Reproduce the material below word for word, keeping every line in its original order.

# start of Record extracts

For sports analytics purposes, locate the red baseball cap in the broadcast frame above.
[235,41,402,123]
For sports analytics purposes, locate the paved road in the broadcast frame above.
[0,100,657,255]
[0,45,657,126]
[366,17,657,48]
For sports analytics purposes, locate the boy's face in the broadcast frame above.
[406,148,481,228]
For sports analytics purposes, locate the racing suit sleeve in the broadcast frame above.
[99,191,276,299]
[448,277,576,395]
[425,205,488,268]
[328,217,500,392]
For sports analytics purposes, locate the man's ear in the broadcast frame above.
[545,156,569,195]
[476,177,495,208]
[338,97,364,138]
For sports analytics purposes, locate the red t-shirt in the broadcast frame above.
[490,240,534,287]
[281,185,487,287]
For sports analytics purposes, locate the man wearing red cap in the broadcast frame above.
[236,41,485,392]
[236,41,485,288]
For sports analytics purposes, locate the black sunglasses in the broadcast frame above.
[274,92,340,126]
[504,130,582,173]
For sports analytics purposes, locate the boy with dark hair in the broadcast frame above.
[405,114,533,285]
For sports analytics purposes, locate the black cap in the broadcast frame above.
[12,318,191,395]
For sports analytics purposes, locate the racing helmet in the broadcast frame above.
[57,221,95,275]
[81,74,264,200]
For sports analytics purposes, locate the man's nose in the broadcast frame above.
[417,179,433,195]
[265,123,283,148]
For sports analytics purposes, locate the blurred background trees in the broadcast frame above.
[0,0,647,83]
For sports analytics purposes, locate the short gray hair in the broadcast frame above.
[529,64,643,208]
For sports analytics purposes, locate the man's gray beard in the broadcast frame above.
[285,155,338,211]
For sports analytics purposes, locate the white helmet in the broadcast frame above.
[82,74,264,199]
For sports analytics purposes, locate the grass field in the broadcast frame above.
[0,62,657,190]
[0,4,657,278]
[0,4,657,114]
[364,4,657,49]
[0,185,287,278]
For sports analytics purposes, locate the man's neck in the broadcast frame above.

# end of Record extracts

## Completed exercise
For sports analytics purposes, locate the red baseball cap in the broadcast frame above.
[235,41,402,123]
For sports analytics purposes, locate the paved road in the broadcast frame above.
[0,100,657,255]
[0,45,657,126]
[366,17,657,48]
For sports analytics purposes, locate the boy's face in the broadcast frame above.
[406,148,481,228]
For sports analytics purposes, locate the racing suit sleeve in the broadcast frame above.
[99,191,276,299]
[448,277,576,395]
[425,205,488,268]
[328,217,500,392]
For sports analytics purposes, locate the man's ear in the broadcast frame above.
[545,156,569,195]
[476,177,495,208]
[338,97,364,138]
For sports analytics purposes, locate the red t-shirt in the broadcast frame above.
[490,240,534,287]
[281,185,487,287]
For sports analytics purposes, locate the man wearing red cap in the broadcast frame above.
[236,41,485,392]
[236,41,485,288]
For sports analytics purposes, locate the black sunglasses in the broadcast frame above.
[274,92,340,126]
[504,130,582,173]
For sports analytics purposes, locate the boy with dark hair in the broadcast frame above.
[405,114,533,285]
For sports analytics purposes, locate the black cap in the broadcast frame above.
[12,318,191,395]
For sports analytics purposes, locate the racing helmet in the broadcast frame above.
[57,221,95,275]
[81,74,264,200]
For sports analytics purposes, locate the man's nose in the broadcast frame above.
[417,179,433,195]
[265,123,283,148]
For sports analytics purposes, locate the blurred background trees in the broadcast frame above.
[0,0,647,83]
For sports analytics purposes, locate the short gray hair in the broadcast frame above.
[529,64,643,208]
For sports analytics purposes, locate the man's gray beard in the broadcast frame above.
[285,155,338,211]
For sports analytics purposes, locate the white helmet in the broadcast frame above.
[82,74,264,199]
For sports analytics purposes, locate the grass field in the broadcast frame above.
[0,62,657,190]
[0,4,657,278]
[0,4,657,114]
[364,4,657,49]
[0,185,287,278]
For sports analytics purposes, locate the man's neck in the broadcast frame above.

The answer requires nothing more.